## DATASET RECORDS
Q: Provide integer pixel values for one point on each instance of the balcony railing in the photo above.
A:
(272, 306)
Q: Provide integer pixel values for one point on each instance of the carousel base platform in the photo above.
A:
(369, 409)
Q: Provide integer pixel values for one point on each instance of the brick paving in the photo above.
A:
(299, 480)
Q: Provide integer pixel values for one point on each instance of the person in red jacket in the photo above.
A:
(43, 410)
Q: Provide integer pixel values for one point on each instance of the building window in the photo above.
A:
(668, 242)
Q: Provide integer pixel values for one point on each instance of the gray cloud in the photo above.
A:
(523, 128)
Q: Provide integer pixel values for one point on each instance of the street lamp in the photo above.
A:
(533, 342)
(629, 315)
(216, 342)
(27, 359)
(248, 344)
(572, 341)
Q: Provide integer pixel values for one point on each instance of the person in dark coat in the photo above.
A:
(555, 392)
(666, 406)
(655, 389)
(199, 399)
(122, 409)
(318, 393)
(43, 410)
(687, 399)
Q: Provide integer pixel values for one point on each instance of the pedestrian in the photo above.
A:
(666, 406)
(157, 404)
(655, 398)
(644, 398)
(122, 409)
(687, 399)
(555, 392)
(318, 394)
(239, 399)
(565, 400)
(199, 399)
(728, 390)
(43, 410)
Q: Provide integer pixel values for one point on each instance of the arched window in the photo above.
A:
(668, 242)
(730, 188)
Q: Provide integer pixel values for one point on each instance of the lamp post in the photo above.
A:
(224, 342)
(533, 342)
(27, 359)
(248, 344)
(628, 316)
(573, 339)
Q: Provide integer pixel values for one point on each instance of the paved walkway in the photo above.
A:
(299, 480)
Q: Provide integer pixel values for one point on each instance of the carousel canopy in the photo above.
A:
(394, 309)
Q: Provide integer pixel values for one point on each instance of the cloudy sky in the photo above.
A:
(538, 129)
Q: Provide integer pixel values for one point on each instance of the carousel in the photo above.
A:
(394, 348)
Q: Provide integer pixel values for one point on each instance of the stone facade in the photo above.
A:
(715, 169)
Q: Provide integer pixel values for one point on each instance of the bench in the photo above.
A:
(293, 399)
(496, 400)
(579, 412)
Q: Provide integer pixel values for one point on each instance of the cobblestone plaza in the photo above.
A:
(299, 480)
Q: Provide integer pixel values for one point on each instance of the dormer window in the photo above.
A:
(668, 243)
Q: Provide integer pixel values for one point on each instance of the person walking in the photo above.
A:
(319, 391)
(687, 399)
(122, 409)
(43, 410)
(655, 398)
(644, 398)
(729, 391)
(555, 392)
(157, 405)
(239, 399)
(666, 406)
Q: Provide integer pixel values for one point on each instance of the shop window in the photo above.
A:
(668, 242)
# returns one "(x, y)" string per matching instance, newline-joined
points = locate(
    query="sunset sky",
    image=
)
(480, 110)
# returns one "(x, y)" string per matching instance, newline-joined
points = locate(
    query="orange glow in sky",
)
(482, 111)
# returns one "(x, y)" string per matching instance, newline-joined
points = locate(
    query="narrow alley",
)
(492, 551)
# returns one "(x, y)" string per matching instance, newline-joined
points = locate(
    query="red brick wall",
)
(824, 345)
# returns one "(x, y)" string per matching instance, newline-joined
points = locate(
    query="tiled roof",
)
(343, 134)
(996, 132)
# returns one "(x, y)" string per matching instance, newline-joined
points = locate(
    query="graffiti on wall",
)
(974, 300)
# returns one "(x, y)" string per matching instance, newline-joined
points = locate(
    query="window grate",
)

## WHAT IS ASKED
Reproduce verbatim the stretch of data above from the line containing "plaza in the photo above." through the end of the data, both ends included.

## TASK RESPONSE
Q: Provide integer pixel values for one point on each instance of the cobblestone plaza in the photo above.
A:
(299, 480)
Q: Provide integer pixel values for one point on each instance of the dormer window in the photo above.
A:
(668, 243)
Q: Provide integer pixel values for one point on each instance of the person walking in the photo above.
A:
(319, 391)
(687, 399)
(122, 409)
(43, 410)
(655, 398)
(644, 398)
(729, 391)
(555, 392)
(157, 405)
(239, 399)
(666, 406)
Q: Provide integer pixel values for one point on each instance of the shop window in the photo above.
A:
(668, 242)
# returns one "(x, y)" string per matching instance, newline-joined
points = locate(
    query="sunset sky",
    image=
)
(480, 110)
# returns one "(x, y)" string per matching instance, newline-joined
points = locate(
    query="orange glow in sky",
)
(482, 111)
# returns one "(x, y)" string per matching instance, newline-joined
points = locate(
    query="narrow alley",
)
(492, 551)
# returns one "(x, y)" string per matching instance, newline-joined
points = locate(
    query="red brick wall",
)
(824, 345)
# returns one "(x, y)" string per matching instance, newline-joined
points = locate(
    query="tiled roof",
)
(343, 134)
(996, 132)
# returns one "(x, y)" string per matching instance, newline-joined
points = locate(
    query="graffiti on wall",
)
(974, 300)
# returns one "(x, y)" string per matching instance, newline-joined
points = locate(
    query="window grate",
)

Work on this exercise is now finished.